═════ Trecho fornecido ═════

Fechamento das comportas da Usina de Três Marias esvazia leito do rio São
Francisco
O leito do Rio São Francisco está praticamente seco em alguns trechos em Pirapora, como nas proximidades da histórica ponte Marechal Hermes. Foto: Xu Medeiros. |
Luiz
Ribeiro – Jornal Estado de Minas/BH – em.com.br
Enquanto
Belo Horizonte e a região Metropolitana enfrentam temporais, inundações e
alagamentos, como os ocorridos na capital na terça, na quarta e na
quinta-feira, em alguns locais no Norte de Minas o leito do Rio São Francisco,
o “Velho Chico”, está praticamente seco, em decorrência da redução da vazão da
Usina de Três Marias. A diminuição do volume de água liberado pelas comportas
da represa, determinada pelo Operador Nacional do Sistema Elétrico (ONS), criou
um cenário de desolação que moradores mais antigos da região afirmam nunca ter
visto desde a inauguração da usina, em 1962.

═════ Registros de dados ═════

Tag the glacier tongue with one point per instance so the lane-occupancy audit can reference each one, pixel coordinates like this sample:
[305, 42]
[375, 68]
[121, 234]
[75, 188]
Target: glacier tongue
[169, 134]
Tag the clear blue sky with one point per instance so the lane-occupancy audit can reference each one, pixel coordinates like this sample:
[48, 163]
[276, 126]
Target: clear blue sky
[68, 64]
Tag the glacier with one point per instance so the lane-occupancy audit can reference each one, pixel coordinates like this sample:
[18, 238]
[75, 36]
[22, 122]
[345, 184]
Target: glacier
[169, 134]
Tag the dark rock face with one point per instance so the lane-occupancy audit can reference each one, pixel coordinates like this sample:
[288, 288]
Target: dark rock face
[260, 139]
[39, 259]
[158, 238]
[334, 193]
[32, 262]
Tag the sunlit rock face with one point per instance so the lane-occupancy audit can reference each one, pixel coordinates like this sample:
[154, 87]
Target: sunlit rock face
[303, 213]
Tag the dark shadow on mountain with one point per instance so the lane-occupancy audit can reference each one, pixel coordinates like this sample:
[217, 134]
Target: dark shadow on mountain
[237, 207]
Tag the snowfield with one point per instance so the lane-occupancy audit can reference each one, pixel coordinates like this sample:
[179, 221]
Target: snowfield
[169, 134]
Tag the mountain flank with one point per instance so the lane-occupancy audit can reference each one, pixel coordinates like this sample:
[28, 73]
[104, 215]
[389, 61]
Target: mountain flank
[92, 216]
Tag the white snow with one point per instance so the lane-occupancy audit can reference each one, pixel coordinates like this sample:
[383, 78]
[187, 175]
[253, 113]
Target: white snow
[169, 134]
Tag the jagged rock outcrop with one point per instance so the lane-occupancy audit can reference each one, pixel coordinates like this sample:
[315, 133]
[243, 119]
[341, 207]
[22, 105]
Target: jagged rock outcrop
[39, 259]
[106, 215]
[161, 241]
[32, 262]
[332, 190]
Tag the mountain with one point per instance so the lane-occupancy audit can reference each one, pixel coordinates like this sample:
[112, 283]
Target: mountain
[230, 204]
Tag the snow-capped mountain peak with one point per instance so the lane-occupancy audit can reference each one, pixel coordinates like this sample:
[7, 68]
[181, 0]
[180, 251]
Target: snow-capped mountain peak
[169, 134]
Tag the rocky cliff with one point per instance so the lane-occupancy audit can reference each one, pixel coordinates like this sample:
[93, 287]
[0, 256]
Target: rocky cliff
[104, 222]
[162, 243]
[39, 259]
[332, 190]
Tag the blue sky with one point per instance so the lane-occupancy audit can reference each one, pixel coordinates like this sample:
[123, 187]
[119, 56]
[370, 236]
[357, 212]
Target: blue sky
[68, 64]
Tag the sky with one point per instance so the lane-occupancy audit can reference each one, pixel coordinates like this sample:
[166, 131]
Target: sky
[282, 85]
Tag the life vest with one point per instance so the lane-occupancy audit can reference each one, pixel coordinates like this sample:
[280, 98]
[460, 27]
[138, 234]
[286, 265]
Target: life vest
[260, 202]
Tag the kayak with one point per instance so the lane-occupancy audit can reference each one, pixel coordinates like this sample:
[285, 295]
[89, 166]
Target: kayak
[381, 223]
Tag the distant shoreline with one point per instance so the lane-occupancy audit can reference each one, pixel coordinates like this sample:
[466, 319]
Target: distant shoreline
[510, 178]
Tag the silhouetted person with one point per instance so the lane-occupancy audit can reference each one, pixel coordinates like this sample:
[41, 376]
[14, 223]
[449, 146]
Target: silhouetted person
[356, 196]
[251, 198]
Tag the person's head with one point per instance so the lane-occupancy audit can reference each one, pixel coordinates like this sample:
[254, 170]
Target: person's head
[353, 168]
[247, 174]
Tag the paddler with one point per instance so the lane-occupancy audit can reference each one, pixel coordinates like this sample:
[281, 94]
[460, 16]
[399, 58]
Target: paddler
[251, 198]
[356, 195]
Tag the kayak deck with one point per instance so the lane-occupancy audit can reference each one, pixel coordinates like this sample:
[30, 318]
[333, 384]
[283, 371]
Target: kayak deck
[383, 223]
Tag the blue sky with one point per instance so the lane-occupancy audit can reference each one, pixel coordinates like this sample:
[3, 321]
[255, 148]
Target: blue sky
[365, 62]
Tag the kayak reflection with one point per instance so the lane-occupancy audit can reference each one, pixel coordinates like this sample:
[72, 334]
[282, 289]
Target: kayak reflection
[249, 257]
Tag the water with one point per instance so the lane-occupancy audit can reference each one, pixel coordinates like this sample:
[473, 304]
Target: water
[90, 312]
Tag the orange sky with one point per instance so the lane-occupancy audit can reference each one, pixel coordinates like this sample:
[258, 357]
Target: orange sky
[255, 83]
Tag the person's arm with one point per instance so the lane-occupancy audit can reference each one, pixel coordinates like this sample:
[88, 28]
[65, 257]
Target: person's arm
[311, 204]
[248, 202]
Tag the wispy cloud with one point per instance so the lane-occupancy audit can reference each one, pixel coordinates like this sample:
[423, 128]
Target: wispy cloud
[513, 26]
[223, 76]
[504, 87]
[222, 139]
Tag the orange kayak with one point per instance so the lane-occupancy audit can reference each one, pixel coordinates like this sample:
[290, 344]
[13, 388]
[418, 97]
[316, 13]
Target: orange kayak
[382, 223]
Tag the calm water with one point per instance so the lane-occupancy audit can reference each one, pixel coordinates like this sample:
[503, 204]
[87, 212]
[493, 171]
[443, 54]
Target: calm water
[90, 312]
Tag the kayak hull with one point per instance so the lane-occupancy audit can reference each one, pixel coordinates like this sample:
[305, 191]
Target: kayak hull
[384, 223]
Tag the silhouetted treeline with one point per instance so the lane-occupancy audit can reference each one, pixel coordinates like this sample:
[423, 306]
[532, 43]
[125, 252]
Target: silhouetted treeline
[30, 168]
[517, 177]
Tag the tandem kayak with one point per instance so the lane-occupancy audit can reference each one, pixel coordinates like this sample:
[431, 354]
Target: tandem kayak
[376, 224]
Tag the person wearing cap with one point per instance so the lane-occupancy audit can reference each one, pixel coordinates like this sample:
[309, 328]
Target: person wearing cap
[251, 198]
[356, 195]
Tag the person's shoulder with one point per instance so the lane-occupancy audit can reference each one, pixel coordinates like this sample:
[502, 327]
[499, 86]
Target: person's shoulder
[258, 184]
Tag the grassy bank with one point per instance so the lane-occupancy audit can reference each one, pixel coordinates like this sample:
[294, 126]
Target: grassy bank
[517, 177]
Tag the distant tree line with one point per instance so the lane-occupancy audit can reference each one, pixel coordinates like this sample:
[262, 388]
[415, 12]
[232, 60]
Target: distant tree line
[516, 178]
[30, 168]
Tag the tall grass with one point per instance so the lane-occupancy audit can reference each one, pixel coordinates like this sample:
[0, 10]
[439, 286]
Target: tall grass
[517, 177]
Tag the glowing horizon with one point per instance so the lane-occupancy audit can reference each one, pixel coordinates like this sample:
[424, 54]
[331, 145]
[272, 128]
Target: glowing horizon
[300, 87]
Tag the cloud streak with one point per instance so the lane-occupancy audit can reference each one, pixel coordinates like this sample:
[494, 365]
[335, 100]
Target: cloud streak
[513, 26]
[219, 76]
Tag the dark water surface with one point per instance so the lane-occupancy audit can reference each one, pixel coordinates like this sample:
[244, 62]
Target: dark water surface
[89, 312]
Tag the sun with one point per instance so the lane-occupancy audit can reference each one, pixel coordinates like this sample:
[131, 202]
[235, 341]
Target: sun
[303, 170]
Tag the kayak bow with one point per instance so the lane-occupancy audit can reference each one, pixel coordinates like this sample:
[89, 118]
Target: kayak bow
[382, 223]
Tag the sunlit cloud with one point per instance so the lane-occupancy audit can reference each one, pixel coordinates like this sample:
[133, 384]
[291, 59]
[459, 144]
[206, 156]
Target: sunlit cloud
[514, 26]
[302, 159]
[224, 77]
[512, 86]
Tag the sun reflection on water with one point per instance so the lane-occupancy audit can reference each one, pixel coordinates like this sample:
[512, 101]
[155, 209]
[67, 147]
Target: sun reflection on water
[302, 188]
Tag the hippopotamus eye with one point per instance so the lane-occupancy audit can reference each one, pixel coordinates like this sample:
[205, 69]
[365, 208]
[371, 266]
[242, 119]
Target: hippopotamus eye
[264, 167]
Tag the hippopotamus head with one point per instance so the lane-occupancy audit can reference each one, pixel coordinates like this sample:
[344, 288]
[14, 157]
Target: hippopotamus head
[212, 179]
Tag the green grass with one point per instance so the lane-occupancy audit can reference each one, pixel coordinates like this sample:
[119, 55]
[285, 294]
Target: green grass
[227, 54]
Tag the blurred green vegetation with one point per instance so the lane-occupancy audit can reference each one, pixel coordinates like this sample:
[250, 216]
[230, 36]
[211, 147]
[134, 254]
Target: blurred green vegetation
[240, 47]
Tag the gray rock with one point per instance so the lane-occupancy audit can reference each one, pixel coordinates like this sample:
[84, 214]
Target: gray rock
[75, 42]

═════

● Tarefas a realizar
#1 Reescreva o texto sobre o Rio São Francisco de "Fechamento das comportas" até "usina, em 1962.", inclusive, trocando "desolação" por "devastação".
#2 Determine quantas linhas da listagem contêm a palavra "outcrop" e informe somente o número.
O texto sobre o Rio São Francisco e a listagem não têm relação entre si.

● Exercícios resolvidos
#1
Fechamento das comportas da Usina de Três Marias esvazia leito do rio São
Francisco
O leito do Rio São Francisco está praticamente seco em alguns trechos em Pirapora, como nas proximidades da histórica ponte Marechal Hermes. Foto: Xu Medeiros. |
Luiz
Ribeiro – Jornal Estado de Minas/BH – em.com.br
Enquanto
Belo Horizonte e a região Metropolitana enfrentam temporais, inundações e
alagamentos, como os ocorridos na capital na terça, na quarta e na
quinta-feira, em alguns locais no Norte de Minas o leito do Rio São Francisco,
o “Velho Chico”, está praticamente seco, em decorrência da redução da vazão da
Usina de Três Marias. A diminuição do volume de água liberado pelas comportas
da represa, determinada pelo Operador Nacional do Sistema Elétrico (ONS), criou
um cenário de devastação que moradores mais antigos da região afirmam nunca ter
visto desde a inauguração da usina, em 1962.

#2 2